Data provided:
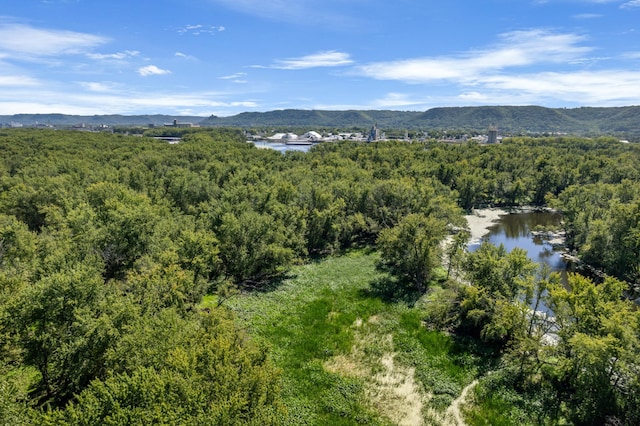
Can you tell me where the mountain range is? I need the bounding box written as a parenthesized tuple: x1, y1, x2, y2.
(2, 106, 639, 136)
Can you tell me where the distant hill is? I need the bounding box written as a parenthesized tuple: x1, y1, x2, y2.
(202, 109, 423, 129)
(0, 114, 205, 127)
(2, 106, 639, 136)
(201, 106, 640, 136)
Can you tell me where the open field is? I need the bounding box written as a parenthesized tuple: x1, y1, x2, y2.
(203, 251, 491, 425)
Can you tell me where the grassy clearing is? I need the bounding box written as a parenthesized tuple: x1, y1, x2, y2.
(204, 250, 487, 425)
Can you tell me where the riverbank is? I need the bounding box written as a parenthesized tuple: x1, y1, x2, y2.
(464, 208, 510, 244)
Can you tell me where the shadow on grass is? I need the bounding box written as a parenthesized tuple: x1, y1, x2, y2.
(448, 334, 503, 375)
(238, 271, 299, 294)
(362, 276, 425, 306)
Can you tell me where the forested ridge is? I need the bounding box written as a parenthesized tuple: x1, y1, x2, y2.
(4, 105, 640, 138)
(1, 129, 639, 424)
(202, 106, 640, 137)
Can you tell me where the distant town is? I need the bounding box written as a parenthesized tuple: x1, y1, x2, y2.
(1, 105, 638, 141)
(248, 124, 502, 145)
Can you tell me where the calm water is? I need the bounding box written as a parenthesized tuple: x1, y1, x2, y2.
(469, 211, 569, 312)
(470, 211, 567, 271)
(251, 141, 314, 153)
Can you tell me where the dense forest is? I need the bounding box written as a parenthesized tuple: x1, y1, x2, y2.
(1, 129, 639, 424)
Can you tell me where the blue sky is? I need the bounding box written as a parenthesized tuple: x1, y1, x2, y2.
(1, 0, 639, 116)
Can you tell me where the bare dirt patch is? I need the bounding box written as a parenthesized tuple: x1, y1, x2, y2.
(442, 379, 478, 426)
(324, 320, 428, 425)
(324, 319, 479, 426)
(367, 353, 428, 426)
(465, 208, 509, 244)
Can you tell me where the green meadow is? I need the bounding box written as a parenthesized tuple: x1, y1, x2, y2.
(203, 251, 491, 425)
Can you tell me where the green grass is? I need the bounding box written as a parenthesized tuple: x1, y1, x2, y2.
(209, 251, 485, 425)
(464, 379, 540, 426)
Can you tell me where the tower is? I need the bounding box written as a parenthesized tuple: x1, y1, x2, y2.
(367, 123, 380, 142)
(488, 125, 498, 144)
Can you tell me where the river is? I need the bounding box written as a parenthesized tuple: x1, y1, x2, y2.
(468, 210, 571, 283)
(250, 140, 314, 153)
(468, 210, 570, 313)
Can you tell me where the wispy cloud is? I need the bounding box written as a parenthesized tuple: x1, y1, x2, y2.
(553, 0, 640, 7)
(349, 28, 640, 107)
(260, 51, 353, 70)
(175, 52, 198, 60)
(219, 72, 248, 83)
(220, 72, 247, 80)
(314, 92, 436, 111)
(0, 75, 41, 87)
(77, 81, 121, 92)
(0, 23, 107, 57)
(621, 0, 640, 8)
(370, 93, 430, 108)
(0, 84, 259, 116)
(357, 30, 590, 83)
(573, 13, 603, 19)
(87, 50, 140, 60)
(176, 24, 225, 35)
(208, 0, 359, 27)
(477, 70, 640, 104)
(138, 65, 171, 76)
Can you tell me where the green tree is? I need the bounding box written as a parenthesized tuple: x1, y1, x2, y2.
(5, 266, 134, 406)
(41, 309, 283, 425)
(175, 228, 221, 286)
(217, 210, 295, 285)
(456, 243, 537, 343)
(540, 274, 640, 424)
(376, 213, 447, 292)
(446, 229, 470, 279)
(87, 182, 161, 280)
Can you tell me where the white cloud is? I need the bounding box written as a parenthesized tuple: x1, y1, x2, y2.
(0, 85, 258, 115)
(77, 81, 120, 92)
(219, 72, 247, 79)
(370, 93, 428, 108)
(477, 70, 640, 104)
(219, 73, 248, 83)
(621, 0, 640, 7)
(138, 65, 171, 76)
(263, 51, 353, 70)
(0, 23, 107, 57)
(357, 30, 590, 83)
(175, 52, 198, 61)
(87, 50, 140, 60)
(177, 24, 225, 35)
(573, 13, 603, 19)
(0, 75, 40, 86)
(348, 28, 640, 108)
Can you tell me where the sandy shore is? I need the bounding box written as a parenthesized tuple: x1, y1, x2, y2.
(464, 208, 510, 244)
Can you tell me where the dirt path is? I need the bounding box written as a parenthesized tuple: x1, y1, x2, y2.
(368, 353, 427, 426)
(324, 317, 484, 426)
(442, 379, 478, 426)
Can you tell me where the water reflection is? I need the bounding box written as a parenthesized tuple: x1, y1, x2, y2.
(469, 211, 569, 279)
(468, 211, 569, 313)
(250, 141, 314, 153)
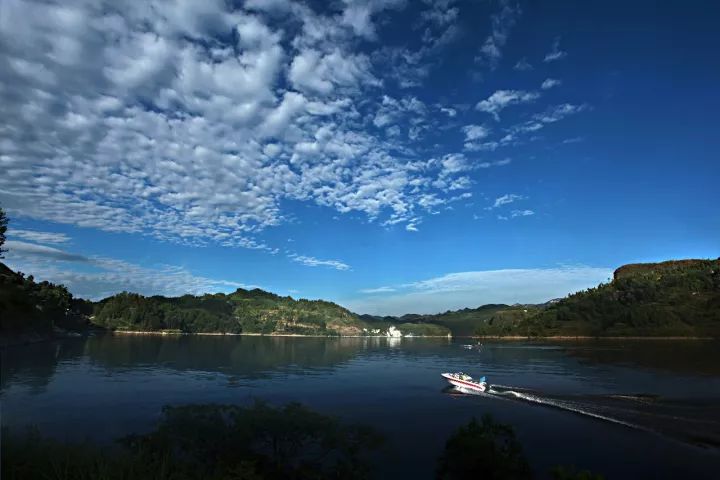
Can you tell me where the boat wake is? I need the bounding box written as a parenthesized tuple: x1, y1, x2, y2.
(444, 384, 720, 450)
(488, 385, 640, 429)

Task brief:
Please make an exact copy of the records, leaving out any picture.

Exercise response:
Can you tell me where the mountain range is? I need the bounding box written as a parenthesized tuple: x1, y1, x2, y2.
(2, 106, 639, 136)
Can you tell me where the distant hill is? I need the bounding box written as a parenthesized tuple: x1, y1, x2, y2.
(202, 109, 423, 129)
(0, 114, 205, 127)
(2, 106, 639, 136)
(201, 106, 640, 136)
Can you tell me where the open field is? I need the bounding box written as a parenthesized tuple: x1, y1, x2, y2.
(203, 251, 491, 425)
Can you tell me where the grassy clearing is? I need the bounding box written as a parenthesized tuple: x1, y1, x2, y2.
(204, 250, 487, 425)
Can you tell me where the riverbank is? I need the bounding box written as a parenthesized tuple: x1, y1, x2, y2.
(464, 208, 510, 244)
Can you tell me where the shadow on grass is? I need the bounding box written as a parenthesized tuple: x1, y1, x2, y2.
(448, 334, 503, 375)
(238, 271, 299, 294)
(362, 276, 425, 306)
Can you tell me where the forested ridge is? I need the bounding box written as a parenthesized tuple: x1, y1, x2, y2.
(4, 105, 640, 138)
(1, 129, 639, 424)
(202, 106, 640, 137)
Can you tell me where the distant town is? I need the bounding box written as a parenthesized tuple: x1, y1, x2, y2.
(1, 105, 638, 141)
(248, 124, 502, 145)
Can you tell me where the calm water is? I need the bounding box written as a parenthesized tuple: x1, y1, x2, y2.
(469, 211, 569, 312)
(470, 211, 567, 271)
(251, 141, 314, 153)
Can you tell me where the dense forest is? I need the bounding box written as a parenthesized tuple: x1, y1, x2, y2.
(1, 129, 639, 424)
Can you tell me where the blue sky is? I need the bounding box written as a parenthesized tuple: x1, y1, x2, y2.
(1, 0, 639, 116)
Can you tell me where the bare dirt patch is? I need the bounding box written as a parenthesized tuple: x1, y1, x2, y2.
(442, 379, 478, 426)
(324, 320, 428, 425)
(324, 319, 479, 426)
(367, 353, 428, 426)
(465, 208, 509, 244)
Can you tell me where the green meadow is? I need the bounding box written as a parenthesized tuple: x1, y1, x2, y2.
(203, 251, 491, 425)
Can you tell me where the green grass is? I need the bounding box written as a parenthesized tuple: x1, y1, x2, y2.
(209, 251, 485, 425)
(464, 379, 540, 426)
Can you tell me where the tower is? I need the bounding box written as a parenthesized tuple: x1, y1, x2, y2.
(367, 123, 380, 142)
(488, 125, 498, 144)
Can you tell me where the river is? I need the bounding box written as a parenthesized tuple: x1, y1, x2, y2.
(468, 210, 571, 283)
(250, 140, 314, 153)
(468, 210, 570, 313)
Can you tell me where the wispy cloud is? I need the bounding box written as a parenthesized tuple: x1, y1, x2, y2.
(553, 0, 640, 7)
(349, 28, 640, 107)
(260, 51, 353, 70)
(175, 52, 198, 60)
(219, 72, 248, 83)
(220, 72, 247, 80)
(314, 92, 436, 111)
(0, 75, 41, 87)
(77, 81, 121, 92)
(0, 23, 107, 57)
(621, 0, 640, 8)
(370, 93, 430, 108)
(0, 84, 259, 116)
(357, 30, 590, 83)
(573, 13, 603, 19)
(87, 50, 140, 60)
(176, 24, 225, 35)
(208, 0, 359, 27)
(477, 70, 640, 104)
(138, 65, 171, 76)
Can you tell me where the green tree is? I need the bounding box written as a parenthesized tuple: x1, y1, x2, y2.
(5, 266, 134, 406)
(41, 309, 283, 425)
(175, 228, 221, 286)
(217, 210, 295, 285)
(456, 243, 537, 343)
(540, 274, 640, 424)
(376, 213, 447, 292)
(446, 229, 470, 279)
(87, 182, 161, 280)
Can you tell me where the white cloud is? I need the bounding box written as a parenthesized tuple: x1, y1, x2, y2.
(0, 85, 258, 115)
(77, 81, 120, 92)
(219, 72, 247, 79)
(370, 93, 428, 108)
(477, 70, 640, 104)
(219, 73, 248, 83)
(621, 0, 640, 7)
(138, 65, 171, 76)
(263, 51, 353, 70)
(0, 23, 107, 57)
(357, 30, 590, 83)
(175, 52, 198, 61)
(87, 50, 140, 60)
(177, 24, 225, 35)
(573, 13, 603, 19)
(0, 75, 40, 86)
(348, 28, 640, 108)
Can you tell me where the sandy shore is? I need the bounding box written as a parenthesized tuple: x1, y1, x2, y2.
(464, 208, 510, 244)
Can you tell me where the dirt path is? I need the bounding box written as a parenthesized tuple: x1, y1, x2, y2.
(368, 353, 427, 426)
(324, 317, 484, 426)
(442, 379, 478, 426)
Can you tell me where the water reflection is? I need the bounding box written as a parenthesized tuple: x1, y1, x2, y2.
(469, 211, 569, 279)
(468, 211, 569, 313)
(250, 141, 314, 153)
Can you tell me where the boat wake is? I need the bounding box written as a parenthesized tuple: x1, y1, x2, y2.
(444, 384, 720, 450)
(488, 385, 640, 429)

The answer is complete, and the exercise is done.